*DIRECTIONS*: Please reproduce every line of the entries below, multiplying each pixel coordinate in the outlines by 0.65 and rounding to the nearest whole number, with halves rounded up. Leave all other lines unchanged.

>> start

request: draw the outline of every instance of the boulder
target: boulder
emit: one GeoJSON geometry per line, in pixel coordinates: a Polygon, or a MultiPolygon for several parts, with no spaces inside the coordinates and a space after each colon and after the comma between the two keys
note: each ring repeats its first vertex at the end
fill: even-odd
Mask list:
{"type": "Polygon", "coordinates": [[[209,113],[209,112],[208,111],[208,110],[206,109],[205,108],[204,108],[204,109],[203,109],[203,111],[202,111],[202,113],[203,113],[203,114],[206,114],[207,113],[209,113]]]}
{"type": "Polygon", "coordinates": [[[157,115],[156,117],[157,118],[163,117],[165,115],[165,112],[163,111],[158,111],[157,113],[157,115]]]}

>> end

*FINAL RESULT*:
request: draw the outline of every instance of the boulder
target: boulder
emit: one GeoJSON geometry per line, in pixel coordinates: a Polygon, or a MultiPolygon for several parts, with no spaces inside the coordinates and a space after each colon and after the comma between the two keys
note: each ring repeats its first vertex at the end
fill: even-odd
Mask list:
{"type": "Polygon", "coordinates": [[[136,73],[136,73],[135,72],[135,72],[134,71],[133,70],[133,70],[133,71],[132,71],[132,72],[131,72],[131,73],[132,73],[132,74],[134,74],[135,73],[136,73]]]}
{"type": "Polygon", "coordinates": [[[102,75],[101,76],[102,77],[106,76],[107,75],[107,73],[106,72],[103,72],[102,73],[102,75]]]}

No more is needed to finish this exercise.